I'm only at Wakefield Rob and at home most of next week if you want to pop down...not got many products but have got a foam lance


----------



## Rob74 (Jul 29, 2012)

update time 

I received this message from the young man last night: 

Litsen rob the vehicle was mashine polished and there's no need to be slagging me off on facebook its okay because I'm in you're area tomorrow so I hope you're in

so I think hes planing on calling in to "see" me today, this can only go well 

Thanks again for all the ideas/offers of help I will keep you informed as to how the visit goes


----------



## Natalie (Jan 19, 2011)

JamesCotton said:


> Women are always right, way of life!!
> 
> Hope you get this sorted APC sounds like the best plan :thumb:


Now once all the other men realise this the world will be a much better place 



Rob74 said:


> update time
> 
> I received this message from the young man last night:
> 
> ...


Hmm. Let us know how the "visit" goes.

- [What to work on]:
• A. In the forum thread, what did the young man say had been done to the vehicle?
• B. Write the next part of the forum thread, starting after its final post.
The records are not needed for anything here.

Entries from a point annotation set
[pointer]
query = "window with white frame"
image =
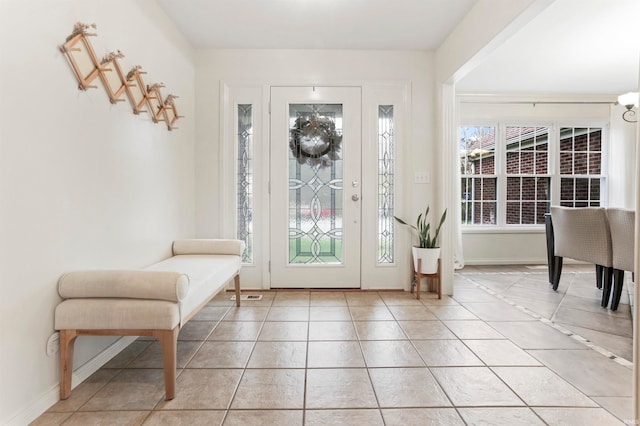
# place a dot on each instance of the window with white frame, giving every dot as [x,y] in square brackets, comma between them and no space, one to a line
[580,166]
[244,200]
[527,174]
[510,175]
[479,178]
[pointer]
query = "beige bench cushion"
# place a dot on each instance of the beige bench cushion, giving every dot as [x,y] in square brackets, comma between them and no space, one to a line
[116,314]
[208,274]
[128,284]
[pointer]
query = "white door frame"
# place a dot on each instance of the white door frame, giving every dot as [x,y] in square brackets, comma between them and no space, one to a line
[373,274]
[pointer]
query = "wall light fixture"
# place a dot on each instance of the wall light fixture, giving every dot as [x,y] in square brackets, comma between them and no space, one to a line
[630,101]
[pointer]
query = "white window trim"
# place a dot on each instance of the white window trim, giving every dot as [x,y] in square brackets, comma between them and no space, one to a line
[554,169]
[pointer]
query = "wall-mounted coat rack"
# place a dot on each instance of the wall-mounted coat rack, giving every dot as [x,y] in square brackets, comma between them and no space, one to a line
[86,67]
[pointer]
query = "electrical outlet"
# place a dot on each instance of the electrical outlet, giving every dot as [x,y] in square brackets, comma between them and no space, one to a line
[422,177]
[53,344]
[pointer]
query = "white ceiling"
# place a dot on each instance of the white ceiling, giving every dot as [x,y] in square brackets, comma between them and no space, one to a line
[316,24]
[573,46]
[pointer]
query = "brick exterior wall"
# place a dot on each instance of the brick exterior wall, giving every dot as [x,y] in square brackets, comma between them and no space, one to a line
[528,198]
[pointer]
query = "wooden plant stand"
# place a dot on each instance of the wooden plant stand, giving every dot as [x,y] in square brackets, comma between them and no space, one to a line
[430,280]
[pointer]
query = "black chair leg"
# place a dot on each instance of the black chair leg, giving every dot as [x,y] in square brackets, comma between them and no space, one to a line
[618,281]
[550,246]
[599,275]
[557,271]
[606,286]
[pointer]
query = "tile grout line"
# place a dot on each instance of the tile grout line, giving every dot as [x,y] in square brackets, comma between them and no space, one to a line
[575,336]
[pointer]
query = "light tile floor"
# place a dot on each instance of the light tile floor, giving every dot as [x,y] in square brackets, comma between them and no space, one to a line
[505,350]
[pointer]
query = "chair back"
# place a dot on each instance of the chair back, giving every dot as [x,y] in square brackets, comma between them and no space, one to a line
[582,233]
[622,225]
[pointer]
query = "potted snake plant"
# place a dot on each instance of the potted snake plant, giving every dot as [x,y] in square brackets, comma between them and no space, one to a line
[427,249]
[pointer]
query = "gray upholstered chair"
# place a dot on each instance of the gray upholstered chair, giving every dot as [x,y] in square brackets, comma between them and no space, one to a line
[622,226]
[582,233]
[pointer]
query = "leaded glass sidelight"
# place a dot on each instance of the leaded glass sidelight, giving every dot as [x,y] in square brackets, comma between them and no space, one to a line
[245,180]
[315,184]
[385,183]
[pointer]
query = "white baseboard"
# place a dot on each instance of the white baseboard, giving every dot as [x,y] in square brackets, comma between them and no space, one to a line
[51,396]
[511,261]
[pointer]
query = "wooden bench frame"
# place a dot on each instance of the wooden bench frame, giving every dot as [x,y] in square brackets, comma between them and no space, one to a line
[168,341]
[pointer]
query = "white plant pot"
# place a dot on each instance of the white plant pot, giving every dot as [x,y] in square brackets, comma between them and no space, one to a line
[429,259]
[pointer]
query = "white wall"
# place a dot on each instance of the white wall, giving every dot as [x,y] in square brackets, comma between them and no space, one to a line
[481,246]
[83,183]
[308,67]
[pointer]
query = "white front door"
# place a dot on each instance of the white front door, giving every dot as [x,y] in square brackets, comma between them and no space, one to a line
[315,187]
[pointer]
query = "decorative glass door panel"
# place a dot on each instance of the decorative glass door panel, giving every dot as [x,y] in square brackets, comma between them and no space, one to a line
[315,183]
[315,187]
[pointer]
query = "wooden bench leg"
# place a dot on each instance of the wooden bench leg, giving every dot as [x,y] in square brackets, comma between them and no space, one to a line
[67,341]
[418,279]
[236,280]
[169,341]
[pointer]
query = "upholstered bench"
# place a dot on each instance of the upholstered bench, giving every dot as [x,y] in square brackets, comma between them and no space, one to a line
[156,301]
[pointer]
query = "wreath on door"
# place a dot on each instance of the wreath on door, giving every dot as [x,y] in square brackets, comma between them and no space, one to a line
[315,141]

- [Results for the exercise]:
• A. He said the vehicle was machine polished.

• B.
----------



## TonyH38 (Apr 7, 2013)

Good luck Rob.


----------



## James Bagguley (Jul 13, 2013)

Yeah, best of luck with it bud :thumb:


----------



## Guru (Aug 28, 2013)

Good luck with the visit Rob. Play it cool.


----------



## ianrobbo1 (Feb 13, 2007)

Hope when he pops in to "see" you, you have a m8 with a video camera filming "just in case"  I've had similar things with people coming to "see" me, they too came second in the "seeing me" discussion, 
IF he comes round to actually fix the mess all well and good, but whatever the outcome ask him what he used on it, so you can at least attack it with something later to remove it!!:thumb:
DONT be there on your own, a creditable witness/video evidence, can go a LONG way later.


----------



## Stufat (Apr 30, 2013)

Definatly be filming, anyone else think it sounded a bit like a threat?


----------



## Rob74 (Jul 29, 2012)

Stufat said:


> Definatly be filming, anyone else think it sounded a bit like a threat?


yep I did lol
I have my lad at home today so might get him to film it (if hes up) but what ever he says hes NOT touching my car again. I would rather stand the loss then let him mess it up even more


----------



## dailly92 (Mar 22, 2012)

This is really bad mate. I think its a case of someone with no specific interest in cars thinking they can just "valet" cars and make a buck.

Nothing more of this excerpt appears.